If a line appears in the data below, it must appear in your answer exactly as given.

**DATASET CONTENT:**
--*--

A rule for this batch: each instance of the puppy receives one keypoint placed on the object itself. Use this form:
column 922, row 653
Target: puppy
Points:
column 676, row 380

--*--

**ANSWER TO THIS EXERCISE:**
A rule for this batch: each instance of the puppy receives one keypoint placed on the object itself. Use this form:
column 922, row 653
Target: puppy
Points:
column 676, row 380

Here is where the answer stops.